◆ Exercise requirements
Return all entries precisely as they stand, without the images.

◆ Records to process

━━━

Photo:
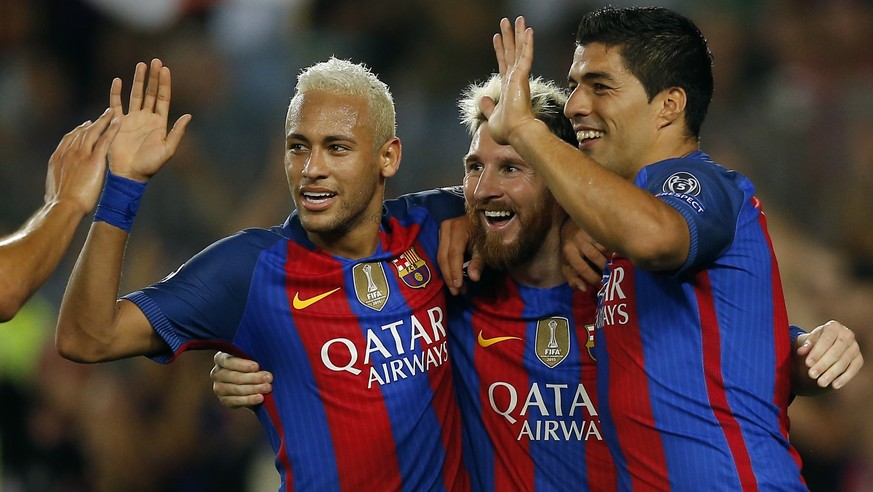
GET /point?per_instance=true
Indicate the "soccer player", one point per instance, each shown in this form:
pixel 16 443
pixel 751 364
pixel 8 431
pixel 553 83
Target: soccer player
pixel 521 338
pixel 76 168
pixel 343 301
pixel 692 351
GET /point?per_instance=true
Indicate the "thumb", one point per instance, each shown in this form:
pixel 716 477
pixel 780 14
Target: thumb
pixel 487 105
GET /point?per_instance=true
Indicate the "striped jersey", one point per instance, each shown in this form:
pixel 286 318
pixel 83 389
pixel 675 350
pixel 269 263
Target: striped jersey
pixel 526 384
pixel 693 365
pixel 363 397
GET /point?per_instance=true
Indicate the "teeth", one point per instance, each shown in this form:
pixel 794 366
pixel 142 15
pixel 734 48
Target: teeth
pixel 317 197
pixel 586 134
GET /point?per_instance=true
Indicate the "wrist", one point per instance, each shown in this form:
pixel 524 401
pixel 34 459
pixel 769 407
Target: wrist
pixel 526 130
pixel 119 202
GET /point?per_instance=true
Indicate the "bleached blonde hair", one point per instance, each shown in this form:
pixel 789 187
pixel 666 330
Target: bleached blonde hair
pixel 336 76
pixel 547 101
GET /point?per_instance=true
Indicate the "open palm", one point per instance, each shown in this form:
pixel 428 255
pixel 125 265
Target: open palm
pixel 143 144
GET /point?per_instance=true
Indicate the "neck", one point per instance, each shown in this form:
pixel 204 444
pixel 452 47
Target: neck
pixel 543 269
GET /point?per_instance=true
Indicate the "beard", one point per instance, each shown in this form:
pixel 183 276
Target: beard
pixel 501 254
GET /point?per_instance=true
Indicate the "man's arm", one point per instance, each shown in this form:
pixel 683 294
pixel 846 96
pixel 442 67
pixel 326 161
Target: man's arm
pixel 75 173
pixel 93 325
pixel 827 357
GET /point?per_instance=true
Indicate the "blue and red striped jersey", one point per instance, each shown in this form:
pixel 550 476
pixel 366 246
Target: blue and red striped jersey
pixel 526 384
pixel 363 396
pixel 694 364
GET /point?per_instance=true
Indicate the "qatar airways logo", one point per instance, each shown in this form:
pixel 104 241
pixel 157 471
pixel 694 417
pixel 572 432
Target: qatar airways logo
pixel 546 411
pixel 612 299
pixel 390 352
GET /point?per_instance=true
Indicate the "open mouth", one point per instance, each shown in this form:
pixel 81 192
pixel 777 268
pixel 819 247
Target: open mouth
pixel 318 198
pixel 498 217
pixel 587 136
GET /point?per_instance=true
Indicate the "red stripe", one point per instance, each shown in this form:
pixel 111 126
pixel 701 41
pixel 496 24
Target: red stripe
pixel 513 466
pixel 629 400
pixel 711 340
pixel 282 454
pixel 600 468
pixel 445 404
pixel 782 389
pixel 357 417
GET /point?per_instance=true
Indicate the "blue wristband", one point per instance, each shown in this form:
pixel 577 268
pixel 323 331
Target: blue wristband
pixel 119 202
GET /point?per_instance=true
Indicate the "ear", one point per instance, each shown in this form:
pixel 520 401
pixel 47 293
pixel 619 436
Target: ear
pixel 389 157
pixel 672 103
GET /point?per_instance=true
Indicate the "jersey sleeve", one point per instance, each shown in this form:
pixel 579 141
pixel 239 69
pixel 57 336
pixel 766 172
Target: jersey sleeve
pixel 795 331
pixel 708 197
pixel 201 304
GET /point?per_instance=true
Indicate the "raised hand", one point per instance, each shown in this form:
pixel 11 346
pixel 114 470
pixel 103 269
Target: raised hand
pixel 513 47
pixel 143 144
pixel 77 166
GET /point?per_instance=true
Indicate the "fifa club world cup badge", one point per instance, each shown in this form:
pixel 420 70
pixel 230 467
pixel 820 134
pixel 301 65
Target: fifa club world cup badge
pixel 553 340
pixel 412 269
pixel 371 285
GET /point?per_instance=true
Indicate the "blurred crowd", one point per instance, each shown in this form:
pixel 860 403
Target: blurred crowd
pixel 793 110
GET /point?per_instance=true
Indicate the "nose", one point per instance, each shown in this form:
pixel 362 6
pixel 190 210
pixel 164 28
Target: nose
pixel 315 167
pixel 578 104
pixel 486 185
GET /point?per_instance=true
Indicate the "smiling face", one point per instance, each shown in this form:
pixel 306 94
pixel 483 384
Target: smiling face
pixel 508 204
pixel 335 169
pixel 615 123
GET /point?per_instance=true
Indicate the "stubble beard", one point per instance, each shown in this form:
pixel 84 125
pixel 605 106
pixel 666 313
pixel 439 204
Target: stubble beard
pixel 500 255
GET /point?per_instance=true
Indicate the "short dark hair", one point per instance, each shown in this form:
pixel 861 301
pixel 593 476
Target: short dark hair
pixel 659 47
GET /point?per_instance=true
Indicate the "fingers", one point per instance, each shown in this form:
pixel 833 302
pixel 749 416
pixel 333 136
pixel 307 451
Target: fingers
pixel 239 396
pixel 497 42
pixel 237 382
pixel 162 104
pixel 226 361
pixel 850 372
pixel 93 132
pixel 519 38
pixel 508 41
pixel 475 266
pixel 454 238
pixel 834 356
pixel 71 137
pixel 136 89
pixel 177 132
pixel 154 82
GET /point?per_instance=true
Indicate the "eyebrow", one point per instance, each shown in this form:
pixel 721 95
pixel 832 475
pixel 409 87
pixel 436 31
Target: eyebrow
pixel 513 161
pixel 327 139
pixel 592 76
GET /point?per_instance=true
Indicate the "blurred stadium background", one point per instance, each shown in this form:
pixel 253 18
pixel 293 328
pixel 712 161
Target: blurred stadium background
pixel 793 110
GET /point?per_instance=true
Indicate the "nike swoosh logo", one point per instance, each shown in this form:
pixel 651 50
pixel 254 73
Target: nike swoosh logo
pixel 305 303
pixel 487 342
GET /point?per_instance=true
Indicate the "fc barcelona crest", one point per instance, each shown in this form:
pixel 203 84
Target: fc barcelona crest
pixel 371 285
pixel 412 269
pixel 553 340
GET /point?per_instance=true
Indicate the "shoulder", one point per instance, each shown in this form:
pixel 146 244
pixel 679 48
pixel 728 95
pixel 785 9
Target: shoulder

━━━

◆ Expected output
Photo:
GET /point?per_instance=true
Indicate the "soccer player", one point per instance, each shown in this form:
pixel 16 443
pixel 751 364
pixel 8 431
pixel 553 83
Target: soccer player
pixel 521 338
pixel 76 168
pixel 343 301
pixel 692 351
GET /point?per_instance=true
Indicate the "thumb", one point per instance, each shown in this form:
pixel 716 477
pixel 780 14
Target: thumb
pixel 487 105
GET /point?per_instance=true
Indicate the "striped jersey", one point per instance, each shown in this form:
pixel 286 318
pixel 83 389
pixel 675 350
pixel 269 263
Target: striped jersey
pixel 526 384
pixel 693 365
pixel 363 397
GET /point?per_instance=true
Indicate the "teeth", one point per instance, each shown in this form:
pixel 794 366
pixel 142 15
pixel 734 48
Target: teeth
pixel 317 197
pixel 586 134
GET /point?per_instance=true
Indicate the "wrist", one point per instance, each shown in this form:
pixel 524 401
pixel 34 459
pixel 769 407
Target: wrist
pixel 526 130
pixel 119 202
GET /point?per_instance=true
Indicate the "bleached blonde hair", one point per instance, each shown in this form:
pixel 789 187
pixel 666 330
Target: bleached blonde hair
pixel 336 76
pixel 547 101
GET /point?per_instance=true
Indicate the "open palm", one point per instance, each shown in this form:
pixel 428 255
pixel 125 265
Target: open palm
pixel 143 144
GET /point?per_instance=true
Indicate the "neck", one point per instance, each shown in this form:
pixel 204 444
pixel 452 47
Target: neck
pixel 543 269
GET /point?per_instance=true
Indicate the "beard", one point per instance, each shown in this form:
pixel 183 276
Target: beard
pixel 501 254
GET /point?per_instance=true
Indicate the "man's arm", one point per instance, each shown in this form:
pixel 683 294
pixel 846 96
pixel 442 67
pixel 326 161
Target: man's arm
pixel 75 173
pixel 93 325
pixel 827 357
GET /point?per_instance=true
Indicate the "blue and red striped jersey", one point per instance, each shown in this form:
pixel 550 476
pixel 366 246
Target: blue and red striped jersey
pixel 526 384
pixel 363 396
pixel 694 364
GET /point?per_instance=true
Indicate the "qatar airways logo", one point per instance, each shown in this form:
pixel 104 241
pixel 157 471
pixel 694 417
pixel 572 432
Target: qatar airways logo
pixel 546 411
pixel 612 299
pixel 390 352
GET /point?per_instance=true
Indicate the "open mouth", one point per instance, each shown in this form:
pixel 81 192
pixel 777 268
pixel 819 247
Target: open mouth
pixel 318 198
pixel 498 217
pixel 587 136
GET /point?per_instance=true
Indicate the "red stripe", one point per instance, each shown in this form:
pixel 111 126
pixel 701 41
pixel 496 24
Target: red stripe
pixel 513 466
pixel 629 400
pixel 711 340
pixel 282 454
pixel 600 468
pixel 445 404
pixel 782 389
pixel 357 417
GET /point?per_instance=true
Indicate the "blue wristband", one point per instance, each shown in this form:
pixel 577 268
pixel 323 331
Target: blue wristband
pixel 119 202
GET /point?per_instance=true
Indicate the "ear", one point per instance, each shown in this form:
pixel 520 401
pixel 47 293
pixel 619 436
Target: ear
pixel 389 157
pixel 672 103
GET /point?per_instance=true
Indicate the "jersey sleeve", one point per instance, each shown in this form:
pixel 579 141
pixel 239 69
pixel 57 336
pixel 766 172
Target: jersey sleeve
pixel 795 331
pixel 708 197
pixel 201 304
GET /point?per_instance=true
Indicate the "raised hand", one point per instance, each shown in this form:
pixel 11 346
pixel 114 470
pixel 103 269
Target: raised hand
pixel 513 47
pixel 143 144
pixel 77 166
GET /point?per_instance=true
Indicate the "fifa club world cup badge", one point per instance, each shown in this form:
pixel 420 70
pixel 230 467
pixel 820 134
pixel 301 65
Target: fifa club world cup badge
pixel 553 340
pixel 412 269
pixel 371 285
GET /point?per_instance=true
Indicate the "blurred crowd", one point per instance, each shown in this form:
pixel 860 403
Target: blurred crowd
pixel 793 110
GET /point?per_instance=true
Indicate the "nose", one point per instance, each shown in this form:
pixel 362 6
pixel 190 210
pixel 164 28
Target: nose
pixel 315 167
pixel 578 104
pixel 486 185
GET /point?per_instance=true
Indicate the "smiling face", one point per instance, each shown in this form:
pixel 306 94
pixel 483 384
Target: smiling face
pixel 508 204
pixel 335 169
pixel 615 123
GET /point?per_instance=true
Indicate the "stubble beard", one point per instance, each shown in this form:
pixel 84 125
pixel 605 106
pixel 666 313
pixel 439 204
Target: stubble beard
pixel 500 255
GET /point?per_instance=true
Indicate the "short dark hair", one point per instance, each shown in this form:
pixel 861 301
pixel 593 476
Target: short dark hair
pixel 659 47
GET /point?per_instance=true
Indicate the "fingers", one point per instance, each shown in this form:
pixel 833 302
pixel 749 416
pixel 333 136
pixel 307 451
Target: fingers
pixel 239 396
pixel 497 42
pixel 237 382
pixel 162 104
pixel 226 361
pixel 850 372
pixel 93 132
pixel 519 38
pixel 508 41
pixel 475 266
pixel 454 238
pixel 834 356
pixel 71 137
pixel 136 89
pixel 177 132
pixel 154 82
GET /point?per_instance=true
Indicate the "eyebrow", one point per instance, each shown in this form:
pixel 721 95
pixel 832 475
pixel 409 87
pixel 436 31
Target: eyebrow
pixel 513 161
pixel 327 139
pixel 592 76
GET /point?per_instance=true
Indicate the "blurred stadium background", one point per instance, each shown in this form:
pixel 253 18
pixel 293 328
pixel 712 161
Target: blurred stadium background
pixel 793 110
GET /point?per_instance=true
Indicate the "nike swoosh logo", one point per instance, each shown in this form:
pixel 651 50
pixel 254 73
Target: nike swoosh logo
pixel 305 303
pixel 487 342
GET /point?per_instance=true
Indicate the "fc barcelona crest", one point per instance, each shown in this form:
pixel 203 84
Target: fc barcelona crest
pixel 371 285
pixel 412 269
pixel 553 340
GET /point?per_instance=true
Indicate the "shoulder", one point per instance, each shown in this form:
pixel 146 244
pixel 679 48
pixel 728 95
pixel 785 9
Target: shoulder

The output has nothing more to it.